(原文抜粋):
○ ○ ○ ○ ○
また、上記特許文献3のような装置においては、巻線と電力変換器をそれぞれ2系統備えるので、装置のサイズが大きくなり、また、コストが高くなるという課題があった。
図1は、この発明の実施の形態1による交流回転機2の制御装置1とその周辺の構成を示す図である。図1において、制御装置1の周辺には、交流回転機2と電源10が備わっている。交流回転機2は、例えば、永久磁石同期電動機、ブラシレスモータなど、一般に知られたものを用いればよい。
このように開閉器の開閉に応じて力行トルクが可能な範囲が変わるので、この性質を利用すればトルクを最適化できる。
上述で定義したモードI、II、IIIを下記にまとめて示しておく。
モードI: 全相の開閉器を閉じた状態
モードII: 故障相の開閉器のみ開いて、他は閉じた状態
モードIII: 全相の開閉器を開いた状態
開閉器制御手段は、故障が発生した相の開閉を繰り返し、他の相は接続状態を維持するよう構成したので、ブレーキトルクの発生しない回転領域だけ故障相を利用し、それ以外の回転領域では故障のない二相で制御することができ、出力トルクを向上することができる。
○ ○ ○ ○ ○
(取り組む課題): 原文抜粋にまとめて示されているモードをすべて挙げ、それぞれの開閉器の状態も書いてください。

(資料):
○ ○ ○ ○ ○
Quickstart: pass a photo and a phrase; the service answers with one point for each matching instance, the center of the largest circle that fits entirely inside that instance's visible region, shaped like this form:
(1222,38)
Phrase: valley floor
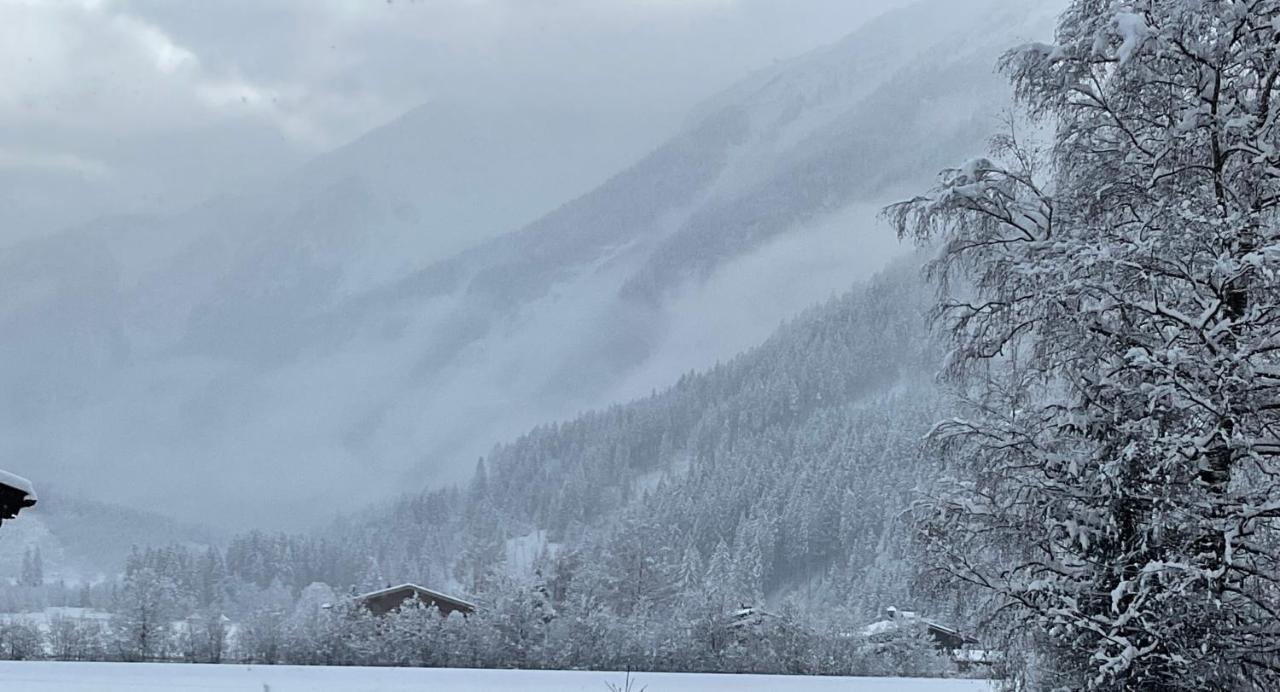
○ ○ ○ ○ ○
(解答):
モードI：全相の開閉器を閉じた状態
モードII：故障相の開閉器のみ開いて、他は閉じた状態
モードIII：全相の開閉器を開いた状態